What is expected.
Transcribe the full listing below line for line, reproducing every character unchanged.

Dataset items:
"""

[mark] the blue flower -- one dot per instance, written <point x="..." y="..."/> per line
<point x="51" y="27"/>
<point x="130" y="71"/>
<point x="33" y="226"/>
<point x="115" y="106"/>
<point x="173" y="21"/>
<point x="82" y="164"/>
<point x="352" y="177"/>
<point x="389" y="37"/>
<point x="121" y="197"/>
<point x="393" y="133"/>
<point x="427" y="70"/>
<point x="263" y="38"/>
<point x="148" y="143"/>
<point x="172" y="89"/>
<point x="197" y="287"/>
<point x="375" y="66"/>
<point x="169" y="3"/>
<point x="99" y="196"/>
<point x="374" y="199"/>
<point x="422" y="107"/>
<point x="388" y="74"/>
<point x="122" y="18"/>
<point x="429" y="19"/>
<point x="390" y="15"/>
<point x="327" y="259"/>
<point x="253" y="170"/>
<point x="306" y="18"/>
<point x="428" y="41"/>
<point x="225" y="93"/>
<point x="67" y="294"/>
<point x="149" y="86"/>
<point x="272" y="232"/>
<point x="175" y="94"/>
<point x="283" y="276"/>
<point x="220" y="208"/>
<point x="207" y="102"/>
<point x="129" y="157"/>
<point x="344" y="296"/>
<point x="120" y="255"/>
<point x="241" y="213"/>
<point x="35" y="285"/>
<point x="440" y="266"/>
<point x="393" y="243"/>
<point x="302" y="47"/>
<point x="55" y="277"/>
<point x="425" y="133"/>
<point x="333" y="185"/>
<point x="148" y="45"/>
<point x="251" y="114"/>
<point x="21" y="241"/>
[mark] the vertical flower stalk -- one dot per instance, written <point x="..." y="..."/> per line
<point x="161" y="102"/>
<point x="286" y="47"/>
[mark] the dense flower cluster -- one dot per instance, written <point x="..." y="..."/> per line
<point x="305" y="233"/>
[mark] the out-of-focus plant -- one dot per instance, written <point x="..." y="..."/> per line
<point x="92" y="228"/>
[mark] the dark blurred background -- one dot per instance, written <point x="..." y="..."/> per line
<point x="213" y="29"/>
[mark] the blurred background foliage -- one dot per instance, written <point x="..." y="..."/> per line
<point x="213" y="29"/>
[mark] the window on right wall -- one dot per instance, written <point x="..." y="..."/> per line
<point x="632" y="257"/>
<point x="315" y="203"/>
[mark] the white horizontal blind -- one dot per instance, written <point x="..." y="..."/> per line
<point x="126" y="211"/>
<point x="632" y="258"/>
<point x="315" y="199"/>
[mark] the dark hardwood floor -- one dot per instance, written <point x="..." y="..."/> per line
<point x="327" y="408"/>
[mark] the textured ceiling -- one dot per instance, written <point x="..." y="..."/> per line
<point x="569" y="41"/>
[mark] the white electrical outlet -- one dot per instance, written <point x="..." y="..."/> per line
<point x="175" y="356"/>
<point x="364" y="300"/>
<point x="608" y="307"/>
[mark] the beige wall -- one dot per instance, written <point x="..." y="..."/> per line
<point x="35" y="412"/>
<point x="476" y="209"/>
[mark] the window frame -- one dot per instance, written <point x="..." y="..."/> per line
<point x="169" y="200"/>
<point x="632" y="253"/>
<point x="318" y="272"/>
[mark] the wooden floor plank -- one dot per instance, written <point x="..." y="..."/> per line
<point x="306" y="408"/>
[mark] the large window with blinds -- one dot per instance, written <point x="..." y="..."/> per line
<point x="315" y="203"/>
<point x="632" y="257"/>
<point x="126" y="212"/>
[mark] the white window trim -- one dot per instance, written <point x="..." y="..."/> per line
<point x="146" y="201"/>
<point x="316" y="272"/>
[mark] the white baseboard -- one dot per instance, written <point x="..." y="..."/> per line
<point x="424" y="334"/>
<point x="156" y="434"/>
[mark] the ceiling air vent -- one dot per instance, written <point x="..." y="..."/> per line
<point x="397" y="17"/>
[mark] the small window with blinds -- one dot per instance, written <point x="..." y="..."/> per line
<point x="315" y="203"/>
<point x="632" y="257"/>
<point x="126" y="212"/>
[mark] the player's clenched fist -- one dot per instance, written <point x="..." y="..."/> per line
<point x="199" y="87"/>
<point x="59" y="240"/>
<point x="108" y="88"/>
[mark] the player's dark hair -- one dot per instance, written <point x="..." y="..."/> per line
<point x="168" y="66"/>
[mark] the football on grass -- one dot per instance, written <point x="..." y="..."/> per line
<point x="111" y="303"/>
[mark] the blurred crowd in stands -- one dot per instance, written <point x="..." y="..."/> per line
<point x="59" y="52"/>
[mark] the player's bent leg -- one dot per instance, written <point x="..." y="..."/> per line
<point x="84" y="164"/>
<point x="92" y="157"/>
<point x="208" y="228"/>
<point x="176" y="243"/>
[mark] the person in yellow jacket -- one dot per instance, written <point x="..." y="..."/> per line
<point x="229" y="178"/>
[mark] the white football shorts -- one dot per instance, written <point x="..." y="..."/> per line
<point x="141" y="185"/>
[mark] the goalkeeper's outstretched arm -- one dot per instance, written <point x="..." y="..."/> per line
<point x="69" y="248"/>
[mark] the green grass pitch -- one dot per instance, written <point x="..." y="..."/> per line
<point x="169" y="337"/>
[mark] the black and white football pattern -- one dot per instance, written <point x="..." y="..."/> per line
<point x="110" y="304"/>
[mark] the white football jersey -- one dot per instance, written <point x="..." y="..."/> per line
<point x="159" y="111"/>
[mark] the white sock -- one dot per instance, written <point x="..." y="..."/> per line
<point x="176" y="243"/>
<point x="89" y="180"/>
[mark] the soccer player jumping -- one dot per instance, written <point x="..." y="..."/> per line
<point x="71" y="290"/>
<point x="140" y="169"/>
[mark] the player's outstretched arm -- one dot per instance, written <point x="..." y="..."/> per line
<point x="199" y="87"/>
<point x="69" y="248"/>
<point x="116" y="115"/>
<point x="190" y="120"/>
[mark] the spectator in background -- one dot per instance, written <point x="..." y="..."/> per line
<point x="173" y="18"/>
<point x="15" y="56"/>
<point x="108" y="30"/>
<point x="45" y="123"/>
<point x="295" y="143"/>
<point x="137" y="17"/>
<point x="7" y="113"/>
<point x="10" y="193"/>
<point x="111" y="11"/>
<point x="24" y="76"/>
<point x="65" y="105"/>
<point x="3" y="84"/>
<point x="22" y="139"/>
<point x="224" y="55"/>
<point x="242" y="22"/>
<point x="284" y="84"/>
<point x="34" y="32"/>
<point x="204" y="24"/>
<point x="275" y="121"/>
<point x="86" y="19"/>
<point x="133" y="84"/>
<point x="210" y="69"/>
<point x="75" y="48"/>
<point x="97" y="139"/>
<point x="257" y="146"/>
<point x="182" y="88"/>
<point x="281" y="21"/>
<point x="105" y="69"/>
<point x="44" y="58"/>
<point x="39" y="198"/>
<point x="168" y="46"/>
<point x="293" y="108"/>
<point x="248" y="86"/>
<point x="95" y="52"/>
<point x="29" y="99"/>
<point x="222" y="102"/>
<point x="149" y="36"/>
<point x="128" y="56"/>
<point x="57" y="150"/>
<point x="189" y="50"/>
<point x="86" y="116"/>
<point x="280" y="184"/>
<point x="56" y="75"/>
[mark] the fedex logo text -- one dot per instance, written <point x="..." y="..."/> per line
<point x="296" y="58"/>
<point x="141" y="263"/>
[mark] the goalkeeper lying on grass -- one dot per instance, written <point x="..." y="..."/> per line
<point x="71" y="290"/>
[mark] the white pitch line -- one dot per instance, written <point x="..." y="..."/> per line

"""

Result of this exercise.
[mark] the blue flower -- one dot per instance, written <point x="..." y="..."/> per line
<point x="51" y="27"/>
<point x="130" y="71"/>
<point x="33" y="226"/>
<point x="115" y="106"/>
<point x="173" y="21"/>
<point x="82" y="164"/>
<point x="352" y="177"/>
<point x="389" y="37"/>
<point x="121" y="197"/>
<point x="393" y="133"/>
<point x="427" y="70"/>
<point x="263" y="38"/>
<point x="148" y="143"/>
<point x="172" y="89"/>
<point x="197" y="287"/>
<point x="375" y="66"/>
<point x="169" y="3"/>
<point x="99" y="196"/>
<point x="374" y="199"/>
<point x="422" y="107"/>
<point x="388" y="74"/>
<point x="122" y="18"/>
<point x="429" y="19"/>
<point x="390" y="15"/>
<point x="327" y="259"/>
<point x="253" y="170"/>
<point x="306" y="18"/>
<point x="428" y="41"/>
<point x="225" y="93"/>
<point x="67" y="294"/>
<point x="149" y="86"/>
<point x="272" y="232"/>
<point x="175" y="94"/>
<point x="283" y="276"/>
<point x="220" y="208"/>
<point x="207" y="102"/>
<point x="129" y="157"/>
<point x="344" y="296"/>
<point x="120" y="255"/>
<point x="241" y="213"/>
<point x="35" y="285"/>
<point x="440" y="266"/>
<point x="393" y="243"/>
<point x="302" y="47"/>
<point x="55" y="277"/>
<point x="425" y="133"/>
<point x="333" y="185"/>
<point x="148" y="45"/>
<point x="251" y="114"/>
<point x="21" y="241"/>
[mark] the vertical flower stalk -- one dot per instance, written <point x="..." y="..."/> per line
<point x="161" y="102"/>
<point x="286" y="47"/>
[mark] the dense flower cluster -- one dot per instance, written <point x="..." y="..."/> per line
<point x="305" y="233"/>
[mark] the out-of-focus plant -- one dot per instance, written <point x="..." y="..."/> per line
<point x="92" y="228"/>
[mark] the dark blurred background -- one dot per instance, written <point x="..." y="..."/> per line
<point x="213" y="29"/>
[mark] the blurred background foliage -- one dot per instance, written <point x="..." y="..."/> per line
<point x="213" y="29"/>
[mark] the window on right wall -- one dot per instance, written <point x="..." y="..."/> per line
<point x="632" y="257"/>
<point x="315" y="203"/>
[mark] the white horizontal blind -- one dot per instance, written <point x="..." y="..."/> per line
<point x="126" y="211"/>
<point x="632" y="258"/>
<point x="315" y="199"/>
[mark] the dark hardwood floor -- one dot per instance, written <point x="..." y="..."/> per line
<point x="327" y="408"/>
[mark] the textured ceiling -- one dot per instance, written <point x="..." y="..."/> per line
<point x="569" y="41"/>
[mark] the white electrical outlet -- one dot per instance, written <point x="..." y="..."/> per line
<point x="175" y="356"/>
<point x="364" y="300"/>
<point x="608" y="307"/>
[mark] the beige wall -- one dot per instance, written <point x="..." y="..."/> per line
<point x="35" y="412"/>
<point x="476" y="209"/>
[mark] the window frame -- one dot per instance, written <point x="..." y="..."/> per line
<point x="169" y="200"/>
<point x="632" y="253"/>
<point x="318" y="272"/>
[mark] the wooden floor plank -- one dot per instance, written <point x="..." y="..."/> per line
<point x="306" y="408"/>
[mark] the large window with blinds -- one dot per instance, written <point x="..." y="..."/> per line
<point x="315" y="203"/>
<point x="632" y="257"/>
<point x="126" y="212"/>
[mark] the white window trim -- one dot per instance, written <point x="..." y="..."/> per line
<point x="146" y="201"/>
<point x="316" y="272"/>
[mark] the white baseboard -- one dot per instance, written <point x="..." y="..."/> per line
<point x="424" y="334"/>
<point x="156" y="434"/>
[mark] the ceiling air vent -- one dot per instance, written <point x="..." y="..."/> per line
<point x="397" y="17"/>
[mark] the small window with blinds -- one dot per instance, written <point x="..." y="..."/> per line
<point x="315" y="203"/>
<point x="632" y="257"/>
<point x="126" y="212"/>
[mark] the player's clenched fist -- one dot per instance, written <point x="..." y="..."/> per line
<point x="199" y="87"/>
<point x="59" y="240"/>
<point x="108" y="88"/>
[mark] the player's dark hair -- one dot per instance, written <point x="..." y="..."/> per line
<point x="168" y="66"/>
[mark] the football on grass -- one dot per instance, written <point x="..." y="..."/> per line
<point x="111" y="303"/>
[mark] the blurred crowd in stands -- one dot per instance, written <point x="..." y="..."/> per line
<point x="59" y="52"/>
[mark] the player's bent leg -- one dot per instance, written <point x="..." y="..."/> per line
<point x="84" y="164"/>
<point x="92" y="157"/>
<point x="208" y="228"/>
<point x="176" y="243"/>
[mark] the person in yellow jacket -- one dot per instance, written <point x="..." y="..."/> per line
<point x="229" y="178"/>
[mark] the white football shorts -- one dot per instance, written <point x="..." y="..."/> per line
<point x="141" y="185"/>
[mark] the goalkeeper's outstretched arm -- one dot per instance, written <point x="..." y="..."/> per line
<point x="69" y="248"/>
[mark] the green grass pitch -- one dot per instance, written <point x="..." y="..."/> per line
<point x="169" y="337"/>
[mark] the black and white football pattern -- one dot per instance, written <point x="..." y="..."/> per line
<point x="110" y="304"/>
[mark] the white football jersey -- one dot per instance, written <point x="..." y="..."/> per line
<point x="159" y="111"/>
[mark] the white sock -- one dot per instance, written <point x="..." y="..."/> per line
<point x="176" y="243"/>
<point x="89" y="180"/>
[mark] the soccer player jumping -- one dot per instance, written <point x="..." y="..."/> per line
<point x="71" y="290"/>
<point x="140" y="169"/>
[mark] the player's outstretched arm -- one dot per instance, written <point x="..." y="..."/> per line
<point x="199" y="87"/>
<point x="69" y="248"/>
<point x="116" y="115"/>
<point x="190" y="120"/>
[mark] the spectator in background -- one dot per instance, written <point x="..." y="..."/> per line
<point x="173" y="18"/>
<point x="15" y="56"/>
<point x="108" y="30"/>
<point x="45" y="123"/>
<point x="295" y="143"/>
<point x="137" y="17"/>
<point x="7" y="113"/>
<point x="10" y="193"/>
<point x="111" y="11"/>
<point x="24" y="76"/>
<point x="65" y="105"/>
<point x="3" y="84"/>
<point x="22" y="139"/>
<point x="224" y="55"/>
<point x="242" y="22"/>
<point x="284" y="84"/>
<point x="34" y="32"/>
<point x="204" y="24"/>
<point x="275" y="121"/>
<point x="86" y="19"/>
<point x="133" y="84"/>
<point x="210" y="69"/>
<point x="75" y="48"/>
<point x="97" y="139"/>
<point x="257" y="146"/>
<point x="182" y="88"/>
<point x="281" y="21"/>
<point x="105" y="69"/>
<point x="44" y="58"/>
<point x="39" y="198"/>
<point x="168" y="46"/>
<point x="293" y="108"/>
<point x="248" y="86"/>
<point x="95" y="52"/>
<point x="29" y="99"/>
<point x="222" y="102"/>
<point x="149" y="36"/>
<point x="128" y="56"/>
<point x="57" y="150"/>
<point x="189" y="50"/>
<point x="86" y="116"/>
<point x="280" y="184"/>
<point x="56" y="75"/>
[mark] the fedex logo text -- one dot per instance, written <point x="..." y="..."/> per line
<point x="296" y="58"/>
<point x="141" y="263"/>
[mark] the goalkeeper lying on grass -- one dot per instance, written <point x="..." y="..."/> per line
<point x="71" y="290"/>
[mark] the white pitch line -- one dot per instance, written <point x="..." y="..."/> per line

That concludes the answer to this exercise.